## Written request 1
In the issue thread about the Object Detection Tutorial files, which file is said to define the tutorial's files poorly?
## Written request 2
Continue the issue thread about the Object Detection Tutorial files from its last line.

Clarify the names of the files used in the Object Detection Tutorial

Greendogo commented 8 years ago

The specific files used in the Object Detection Tutorial from the KITTI Vision Benchmark aren't very well defined in the file: examples/object-detection/README.md A few comments were added at the bottom of #803

Please specify which names and the sizes of those files (in case the names change) to increase readability in the tutorial documentation.

Greendogo commented 8 years ago

Links would be helpful.

Greendogo commented 8 years ago

Created a pull request https://github.com/NVIDIA/DIGITS/pull/868

kumarabhinavgupta commented 8 years ago

Also, please clarify format of the label text file. Thanks.

kumarabhinavgupta commented 8 years ago

We are not sure what is the right format for DIGIT training Label file for new Object Detection example.

From KITTI dataset we figured out the following.

2 folders of images and labels for each of Training and Validation. And label files to contain text files (with same name as images) with data in follwing format:

" Car 0.88 3 -0.69 0.00 192.37 402.31 374.00 1.60 1.57 3.23 -2.70 1.74 3.68 -1.29 Car 0.00 1 2.04 334.85 178.94 624.50 372.04 1.57 1.50 3.68 -1.17 1.65 7.86 1.90 Car 0.34 3 -1.84 937.29 197.39 1241.00 374.00 1.39 1.44 3.08 3.81 1.64 6.15 -1.31 Car 0.00 1 -1.33 597.59 176.18 720.90 261.14 1.47 1.60 3.66 1.07 1.55 14.44 -1.25 Car 0.00 0 1.74 741.18 168.83 792.25 208.43 1.70 1.63 4.08 7.24 1.55 33.20 1.95 Car 0.00 0 -1.65 884.52 178.31 956.41 240.18 1.59 1.59 2.47 8.48 1.75 19.96 -1.25 DontCare -1 -1 -10 800.38 163.67 825.45 184.07 -1 -1 -1 -1000 -1000 -1000 -10 DontCare -1 -1 -10 859.58 172.34 886.26 194.51 -1 -1 -1 -1000 -1000 -1000 -10 DontCare -1 -1 -10 801.81 163.96 825.20 183.59 -1 -1 -1 -1000 -1000 -1000 -10 DontCare -1 -1 -10 826.87 162.28 845.84 178.86 -1 -1 -1 -1000 -1000 -1000 -10

"

This is not working. So can someone please help us out on what we are doing wrong ?

Abhinav

lukeyeager commented 8 years ago

@kumarabhinavgupta here is the relevant info from devkit_object.zip > readme.txt:

Data Format Description
=======================

The data for training and testing can be found in the corresponding folders.
The sub-folders are structured as follows:

  - image_02/ contains the left color camera images (png)

## Dataset extract
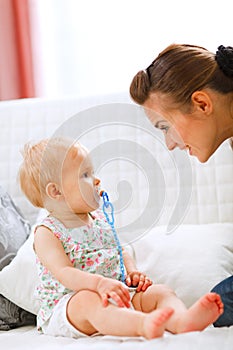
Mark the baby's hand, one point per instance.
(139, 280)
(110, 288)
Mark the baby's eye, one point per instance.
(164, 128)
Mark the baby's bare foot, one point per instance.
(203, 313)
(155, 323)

...

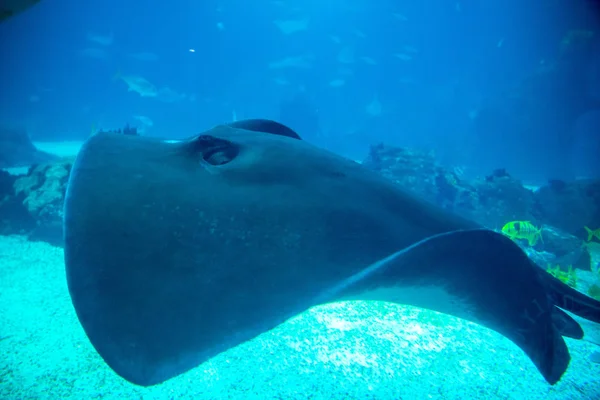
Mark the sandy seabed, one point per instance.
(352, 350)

## Exercise answer 1
examples/object-detection/README.md

## Exercise answer 2
  - label_02/ contains the left color camera label files (plain text files)
  - calib/ contains the calibration for all four cameras (plain text file)

The label files contain the following information, which can be read and
written using the matlab tools (readLabels.m, writeLabels.m) provided within
this devkit. All values (numerical or strings) are separated via spaces,
each row corresponds to one object. The 15 columns represent:

#Values    Name      Description
----------------------------------------------------------------------------
   1    type         Describes the type of object: 'Car', 'Van', 'Truck',
                     'Pedestrian', 'Person_sitting', 'Cyclist', 'Tram',
                     'Misc' or 'DontCare'
   1    truncated    Float from 0 (non-truncated) to 1 (truncated), where
                     truncated refers to the object leaving image boundaries
   1    occluded     Integer (0,1,2,3) indicating occlusion state:
                     0 = fully visible, 1 = partly occluded
                     2 = largely occluded, 3 = unknown
   1    alpha        Observation angle of object, ranging [-pi..pi]
   4    bbox         2D bounding box of object in the image (0-based index):
                     contains left, top, right, bottom pixel coordinates
   3    dimensions   3D object dimensions: height, width, length (in meters)
   3    location     3D object location x,y,z in camera coordinates (in meters)
   1    rotation_y   Rotation ry around Y-axis in camera coordinates [-pi..pi]
   1    score        Only for results: Float, indicating confidence in
                     detection, needed for p/r curves, higher is better.

Here, 'DontCare' labels denote regions in which objects have not been labeled,
for example because they have been too far away from the laser scanner. To
prevent such objects from being counted as false positives our evaluation
script will ignore objects detected in don't care regions of the test set.
You can use the don't care labels in the training set to avoid that your object
detector is harvesting hard negatives from those areas, in case you consider
non-object regions from the training images as negative examples.

The coordinates in the camera coordinate system can be projected in the image
by using the 3x4 projection matrix in the calib folder, where for the left
color camera for which the images are provided, P2 must be used. The
difference between rotation_y and alpha is, that rotation_y is directly
given in camera coordinates, while alpha also considers the vector from the
camera center to the object center, to compute the relative orientation of
the object with respect to the camera. For example, a car which is facing
along the X-axis of the camera coordinate system corresponds to rotation_y=0,
no matter where it is located in the X/Z plane (bird's eye view), while
alpha is zero only, when this object is located along the Z-axis of the
camera. When moving the car away from the Z-axis, the observation angle
will change.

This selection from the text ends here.